◆ LISTED RECORDS
------------------------------------------------

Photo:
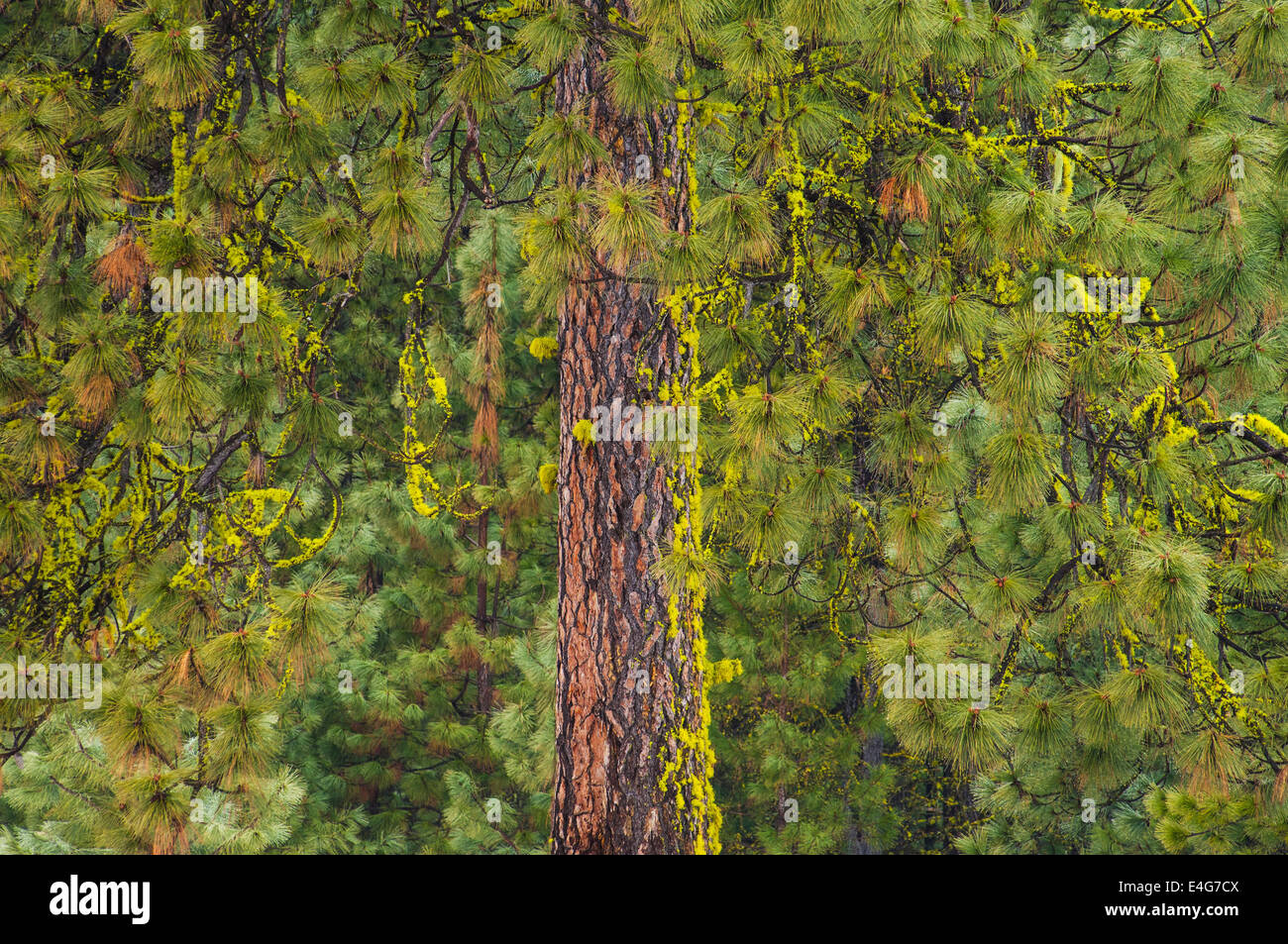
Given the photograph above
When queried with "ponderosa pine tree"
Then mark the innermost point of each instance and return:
(979, 307)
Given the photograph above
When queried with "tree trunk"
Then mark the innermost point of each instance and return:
(632, 759)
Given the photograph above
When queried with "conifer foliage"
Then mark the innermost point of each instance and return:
(643, 426)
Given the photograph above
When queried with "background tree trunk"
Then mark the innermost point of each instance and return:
(631, 776)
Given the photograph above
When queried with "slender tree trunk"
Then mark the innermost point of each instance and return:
(632, 763)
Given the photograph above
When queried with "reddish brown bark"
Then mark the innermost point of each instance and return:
(629, 687)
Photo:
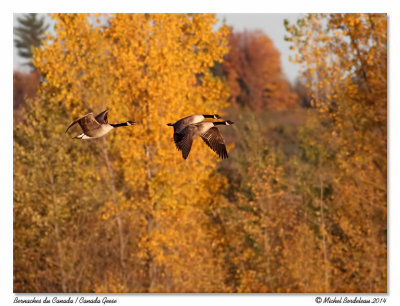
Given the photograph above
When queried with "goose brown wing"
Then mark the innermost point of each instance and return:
(102, 117)
(215, 141)
(87, 123)
(184, 139)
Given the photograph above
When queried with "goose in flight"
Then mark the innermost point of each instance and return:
(208, 131)
(182, 123)
(95, 127)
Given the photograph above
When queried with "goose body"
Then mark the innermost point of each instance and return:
(182, 123)
(95, 127)
(210, 134)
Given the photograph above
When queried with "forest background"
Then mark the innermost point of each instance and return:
(300, 205)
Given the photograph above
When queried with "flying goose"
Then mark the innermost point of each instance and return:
(208, 132)
(95, 127)
(182, 123)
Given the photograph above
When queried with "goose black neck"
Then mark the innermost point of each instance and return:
(220, 123)
(119, 124)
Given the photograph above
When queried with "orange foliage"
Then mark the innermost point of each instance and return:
(254, 74)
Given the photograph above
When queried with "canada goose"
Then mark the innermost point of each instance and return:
(208, 132)
(96, 127)
(182, 123)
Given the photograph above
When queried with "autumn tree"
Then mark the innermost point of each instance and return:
(150, 218)
(24, 86)
(254, 74)
(29, 34)
(345, 66)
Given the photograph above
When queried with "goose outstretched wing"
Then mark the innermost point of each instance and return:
(87, 123)
(102, 117)
(215, 141)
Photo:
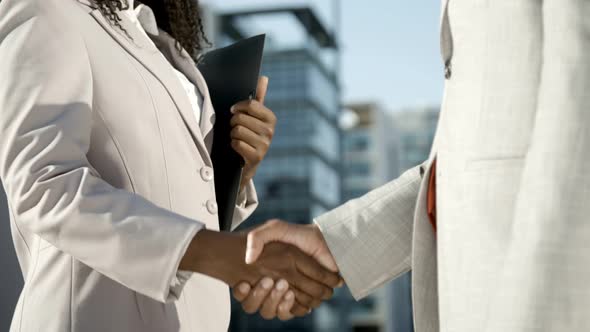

------------------------------------------------

◆ GIVEN EXERCISE
Gather each line of the records above that contains the word "goose".

◆ ANSWER TO THE TASK
When queried with "goose brown wing"
When queried with "goose in flight"
When queried with "goose body"
When queried with "flying goose"
When queried with "goose black neck"
When queried with "canada goose"
When queried with "goose outstretched wing"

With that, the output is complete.